According to the obituary of Dr. Benjamin F. Masterman, in which county and state was he born?

====== QUOTED PASSAGE ======

BENJAMIN F. MASTERMAN
Independence Daily Reporter, Thursday Evening, October 25, 1906:
DR. MASTERMAN SUCCUMBS AFTER BRIEF ILLNESS
Had Practiced Medicine Independence for 30 Years
Death Caused by Pneumonia
Dr. Benjamin F. Masterman died of pneumonia at this home, 408 North Ninth street, at 8 o’clock this morning after an illness of only four days, at the age of 62 years, 8 months, and 29 days.
The doctor located in this city and commenced the practice of medicine and surgery in 1870 at the age of 26 years, and from that time until death claimed him, enjoyed a lucrative practice and was one of the best known of the leading men in his profession in Southern Kansas.
Deceased was born in Steuben county, New York, but had lived in Kansas over 36 years, and all who knew him during these many years of his activity here speak of him as a man of great ability, a kind neighbor and true friend. Those of his profession feel that in losing Dr. Masterman they have lost a wise counselor and a fearless leader, in medicine and surgery.
Deceased came here not in search of wealth but of health. His close confinement as a drug clerk and as a student of medicine racked his body and the bleak and unsettled west was turned to as the fountain which would restore his health. For nine years after coming to Independence, he ministered to his patients as an under graduate and the, with a breadth of experience and a strong physique, he returned to finish his college work. Accomplishing this in 1880, he returned and resumed his practice in Montgomery county.

====== INFORMATION PROVIDED ======

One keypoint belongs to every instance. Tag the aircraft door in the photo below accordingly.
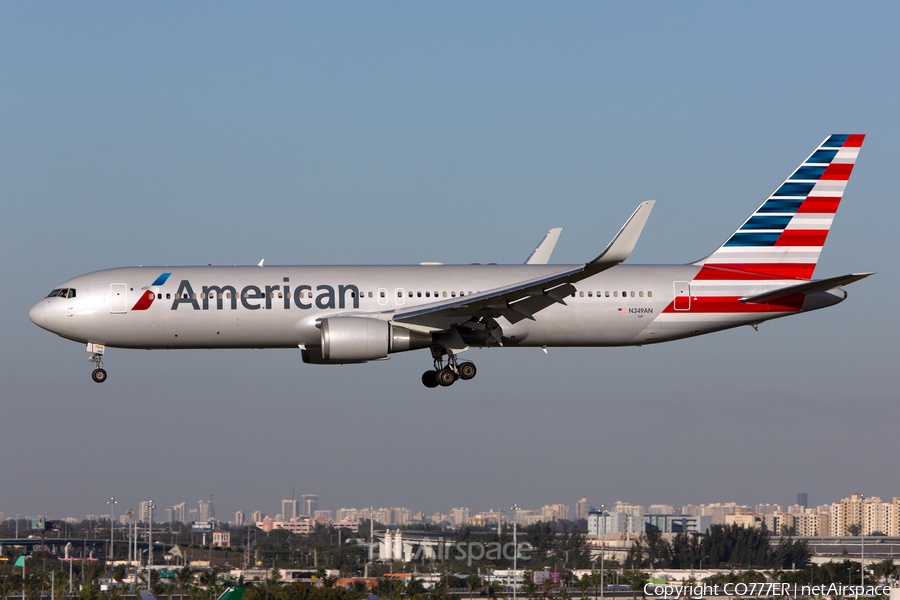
(118, 301)
(682, 295)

======

# SOLUTION TO THIS TASK
Steuben county, New York.